What you will do: Set down the material again. Keep every line exactly as it is.

--

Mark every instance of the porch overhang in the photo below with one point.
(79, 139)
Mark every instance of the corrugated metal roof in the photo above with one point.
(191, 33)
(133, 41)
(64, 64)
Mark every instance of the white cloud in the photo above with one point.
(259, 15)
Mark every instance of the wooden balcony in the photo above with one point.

--

Exercise response:
Mark every instance of the porch overhang in the photo below with one point.
(79, 139)
Mark every instance of the corrugated metal roof in the photo above with one point.
(191, 33)
(133, 41)
(64, 64)
Mark every instance of the white cloud in the photo above with one point.
(259, 15)
Mark every instance of the wooden balcony in the photo above with one point.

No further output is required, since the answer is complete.